# Start of Information supplied

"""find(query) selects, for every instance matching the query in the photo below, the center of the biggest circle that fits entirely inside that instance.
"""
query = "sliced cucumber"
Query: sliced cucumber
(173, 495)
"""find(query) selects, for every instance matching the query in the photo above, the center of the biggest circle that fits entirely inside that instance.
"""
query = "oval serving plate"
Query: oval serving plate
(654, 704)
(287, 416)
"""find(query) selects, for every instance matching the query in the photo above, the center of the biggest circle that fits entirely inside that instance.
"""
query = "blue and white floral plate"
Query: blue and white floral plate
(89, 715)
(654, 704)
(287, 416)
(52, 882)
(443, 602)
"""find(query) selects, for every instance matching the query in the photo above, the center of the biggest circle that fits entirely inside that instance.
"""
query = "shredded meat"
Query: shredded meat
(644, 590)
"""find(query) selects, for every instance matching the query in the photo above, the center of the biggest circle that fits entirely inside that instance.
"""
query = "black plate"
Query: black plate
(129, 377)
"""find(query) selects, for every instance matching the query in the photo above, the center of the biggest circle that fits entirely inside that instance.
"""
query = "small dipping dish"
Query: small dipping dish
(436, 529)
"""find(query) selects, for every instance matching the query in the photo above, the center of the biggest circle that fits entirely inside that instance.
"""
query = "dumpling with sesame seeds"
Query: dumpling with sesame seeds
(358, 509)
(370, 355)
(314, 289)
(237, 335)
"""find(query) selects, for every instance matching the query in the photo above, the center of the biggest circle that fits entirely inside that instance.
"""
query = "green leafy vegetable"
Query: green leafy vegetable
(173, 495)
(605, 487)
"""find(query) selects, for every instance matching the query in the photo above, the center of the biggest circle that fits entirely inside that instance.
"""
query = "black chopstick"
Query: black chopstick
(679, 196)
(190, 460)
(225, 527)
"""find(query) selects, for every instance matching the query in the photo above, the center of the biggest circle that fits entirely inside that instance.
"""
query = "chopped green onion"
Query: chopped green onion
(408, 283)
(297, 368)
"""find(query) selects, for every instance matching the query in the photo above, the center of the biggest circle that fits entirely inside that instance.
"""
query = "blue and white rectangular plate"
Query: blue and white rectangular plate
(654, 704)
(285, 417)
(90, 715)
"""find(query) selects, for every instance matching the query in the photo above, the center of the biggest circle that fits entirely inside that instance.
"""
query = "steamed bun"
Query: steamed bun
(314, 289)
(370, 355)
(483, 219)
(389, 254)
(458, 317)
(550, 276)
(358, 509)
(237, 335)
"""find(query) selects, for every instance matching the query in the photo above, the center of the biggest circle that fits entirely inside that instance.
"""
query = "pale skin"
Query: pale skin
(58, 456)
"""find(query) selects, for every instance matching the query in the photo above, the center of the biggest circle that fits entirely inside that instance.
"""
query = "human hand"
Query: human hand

# End of Information supplied

§ The request: Count the lines in the items above that contain the word "green", and reply with only that number.

§ Output for this exercise: 4